Kutipan Teks:
_ _ _ _ _ _ _

Mengapa konstitusi di Indonesia harus diubah?

Pusat Studi Hukum Konstitusi (PSHK) Fakultas Hukum Universitas Islam Indonesia (FH UII) kembali melanjutkan agenda Kuliah Umum Konstitusi dengan tema “Menguji Daya Lenting Konstitusi di Tengah Turbulensi” pada Jum’at (20/8), melalui zoom meeting. Pada seri ke-3 dari 5 rangkaian kuliah umum ini dihadirkan dua Ahli di bidang Hukum Ketatanegaraan, yakni Guru Besar UIN Syarif Hidayatullah Jakarta, Prof. Dr. Azyumardi Azra, M.A., CBE., dan Deputi VI Bidkor Kesbang Kemenko Polhukam RI, Dr. Janedjri M Gaffar, S.H., M.Si.

Dalam pemaparan materinya, Prof. Azyumardi mengatakan definisi daya lenting adalah kekuatan. Konstitusi harus memiliki kemampuan untuk menghadapi perubahan-perubahan yang ada di masyarakat. Tentunya kelentingan untuk menghadapi turbulensi atau perubahan yang ada saat ini, harus menuju ke arah yang lebih baik, bukan sebaliknya. Salah satu perkembangannya adalah wacana tentang amandemen ke-V UUD 1945.

Wacana tersebut menurutnya perlu dipertimbangkan lagi. Karena dalam amandemen UUD ini, tentunya bukan hanya terkait gagasan penetapan PPHN yang kedudukannya sama seperti GBHN, melainkan ada kemungkinan juga untuk merubah masa jabatan presiden. Hal ini tentunya perlu dikhawatirkan, mengingat sebagian dari MPR saat berada sebagai koalisi Presiden. Sehingga, kehendak untuk melanggengkan kekuasaan Presiden seperti zaman orde lama dan orde baru dapat saja terjadi.

_ _ _ _ _ _ _

Perintah Tugas: Menurut kutipan tentang kuliah umum konstitusi, apa definisi daya lenting yang disampaikan Prof. Azyumardi?

_ _ _ _ _ _ _

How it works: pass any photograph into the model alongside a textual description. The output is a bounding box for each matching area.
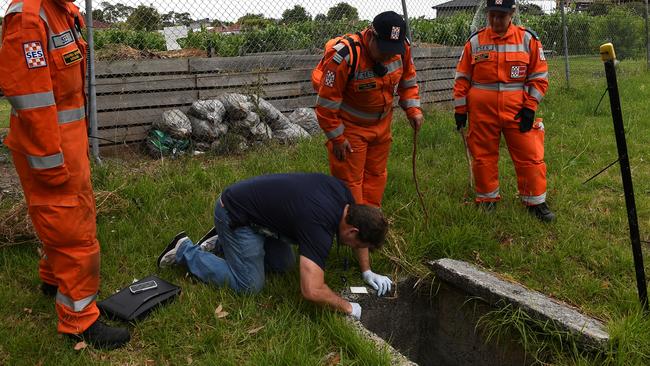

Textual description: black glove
[515,107,535,132]
[454,113,467,131]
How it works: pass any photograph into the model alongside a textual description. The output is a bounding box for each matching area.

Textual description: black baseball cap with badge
[372,11,406,54]
[487,0,516,13]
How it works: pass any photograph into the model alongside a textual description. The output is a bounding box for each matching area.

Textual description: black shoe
[70,319,131,350]
[526,202,555,222]
[478,202,497,213]
[156,231,187,268]
[41,282,59,297]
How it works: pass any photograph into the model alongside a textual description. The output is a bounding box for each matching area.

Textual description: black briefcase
[97,276,181,321]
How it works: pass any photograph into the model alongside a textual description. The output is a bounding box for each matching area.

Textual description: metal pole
[601,51,648,312]
[645,0,650,70]
[402,0,410,42]
[560,0,571,88]
[86,0,102,164]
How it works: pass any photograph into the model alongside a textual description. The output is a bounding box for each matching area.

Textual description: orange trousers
[13,152,100,334]
[467,98,546,206]
[327,113,392,207]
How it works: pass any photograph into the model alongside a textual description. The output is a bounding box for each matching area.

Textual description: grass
[0,55,650,365]
[0,99,11,128]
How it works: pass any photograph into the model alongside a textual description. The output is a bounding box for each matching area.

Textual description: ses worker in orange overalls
[312,11,424,293]
[0,0,130,348]
[454,0,555,221]
[312,11,424,206]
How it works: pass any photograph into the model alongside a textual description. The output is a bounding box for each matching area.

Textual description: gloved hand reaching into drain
[361,270,392,296]
[350,302,361,320]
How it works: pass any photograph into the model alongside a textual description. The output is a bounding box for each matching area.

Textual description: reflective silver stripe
[454,71,472,81]
[7,91,56,111]
[497,44,528,53]
[520,192,546,205]
[472,81,524,91]
[56,107,86,125]
[399,99,420,109]
[476,187,499,198]
[56,291,97,313]
[523,32,533,53]
[399,77,418,89]
[325,123,345,139]
[454,97,467,107]
[5,3,23,16]
[341,103,389,120]
[27,153,63,169]
[469,34,479,54]
[386,59,402,74]
[316,95,341,111]
[526,72,548,80]
[528,85,544,103]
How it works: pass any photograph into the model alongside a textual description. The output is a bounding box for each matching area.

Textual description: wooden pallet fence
[96,47,461,145]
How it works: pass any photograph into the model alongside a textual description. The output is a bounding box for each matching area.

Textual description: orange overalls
[0,0,99,334]
[316,30,422,206]
[454,24,548,206]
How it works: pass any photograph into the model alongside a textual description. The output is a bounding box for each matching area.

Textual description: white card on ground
[350,286,368,294]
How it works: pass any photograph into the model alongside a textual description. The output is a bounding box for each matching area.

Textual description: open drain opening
[349,259,609,366]
[358,279,532,366]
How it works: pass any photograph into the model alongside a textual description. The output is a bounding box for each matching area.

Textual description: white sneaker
[157,231,189,268]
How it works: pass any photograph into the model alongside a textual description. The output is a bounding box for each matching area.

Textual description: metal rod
[560,0,571,88]
[86,0,102,164]
[605,60,648,312]
[402,0,412,42]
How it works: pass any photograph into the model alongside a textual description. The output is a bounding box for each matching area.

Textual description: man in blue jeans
[158,173,391,319]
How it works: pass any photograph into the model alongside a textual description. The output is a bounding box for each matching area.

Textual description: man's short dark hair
[345,204,388,250]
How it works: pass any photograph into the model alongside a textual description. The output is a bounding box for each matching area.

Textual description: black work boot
[41,282,59,297]
[71,319,131,350]
[526,202,555,222]
[478,202,497,213]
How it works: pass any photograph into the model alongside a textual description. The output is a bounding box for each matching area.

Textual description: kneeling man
[158,173,391,318]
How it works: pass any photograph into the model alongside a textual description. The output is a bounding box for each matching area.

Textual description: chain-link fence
[0,0,648,157]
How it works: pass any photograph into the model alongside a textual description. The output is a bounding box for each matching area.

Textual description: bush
[94,28,167,51]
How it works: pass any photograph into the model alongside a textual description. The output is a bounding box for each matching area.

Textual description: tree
[100,2,135,23]
[281,5,311,24]
[327,3,359,20]
[126,5,160,32]
[517,3,544,15]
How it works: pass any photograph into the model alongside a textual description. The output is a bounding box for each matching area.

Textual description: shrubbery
[95,6,645,58]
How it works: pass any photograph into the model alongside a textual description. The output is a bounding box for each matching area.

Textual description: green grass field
[0,99,11,128]
[0,55,650,365]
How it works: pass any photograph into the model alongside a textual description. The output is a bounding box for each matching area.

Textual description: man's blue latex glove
[361,270,392,296]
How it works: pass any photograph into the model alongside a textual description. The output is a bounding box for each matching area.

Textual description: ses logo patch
[23,41,47,69]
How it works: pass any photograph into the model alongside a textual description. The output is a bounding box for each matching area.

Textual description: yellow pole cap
[600,43,616,62]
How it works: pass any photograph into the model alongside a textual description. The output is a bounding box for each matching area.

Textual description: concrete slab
[429,258,609,349]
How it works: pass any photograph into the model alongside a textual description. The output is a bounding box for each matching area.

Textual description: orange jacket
[316,30,422,143]
[0,0,88,186]
[454,25,548,114]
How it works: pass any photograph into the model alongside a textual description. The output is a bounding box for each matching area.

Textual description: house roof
[433,0,481,10]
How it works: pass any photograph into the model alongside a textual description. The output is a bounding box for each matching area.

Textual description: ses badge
[510,66,526,79]
[23,41,47,69]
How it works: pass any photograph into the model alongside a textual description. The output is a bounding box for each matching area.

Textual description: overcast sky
[0,0,555,21]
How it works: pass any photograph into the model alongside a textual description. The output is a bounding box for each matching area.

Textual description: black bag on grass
[97,276,181,321]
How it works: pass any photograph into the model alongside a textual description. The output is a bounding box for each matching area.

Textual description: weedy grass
[0,58,650,365]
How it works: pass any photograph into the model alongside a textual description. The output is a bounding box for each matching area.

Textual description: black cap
[372,11,406,54]
[487,0,515,13]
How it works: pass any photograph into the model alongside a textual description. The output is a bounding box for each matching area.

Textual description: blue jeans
[176,199,295,293]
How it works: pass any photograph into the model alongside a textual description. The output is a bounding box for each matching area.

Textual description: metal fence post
[86,0,102,164]
[402,0,412,42]
[560,0,568,88]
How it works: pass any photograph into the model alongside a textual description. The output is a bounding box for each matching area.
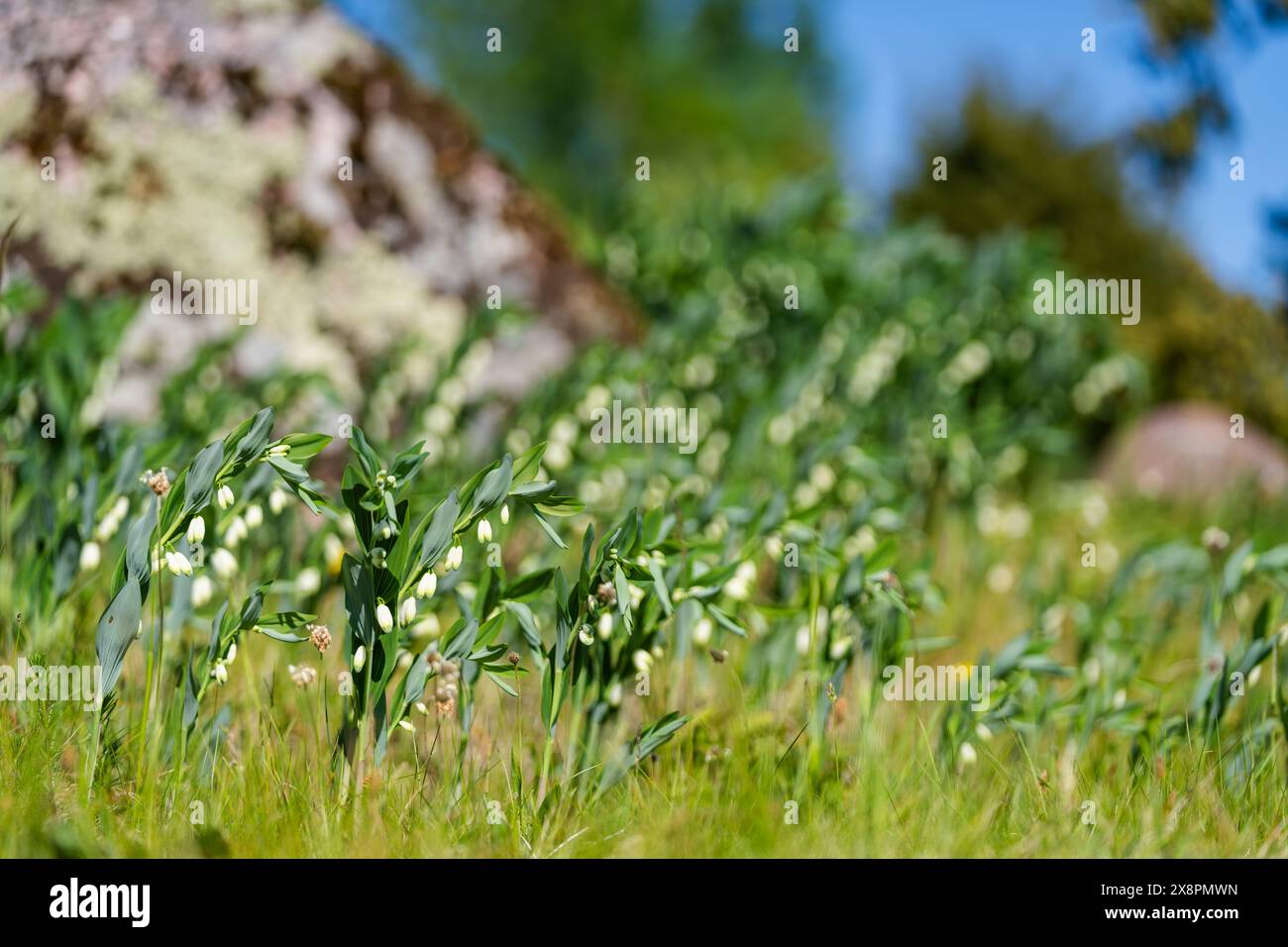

_ _ _ _ _ _ _

Jawaban Latihan: Daya lenting didefinisikan sebagai kekuatan.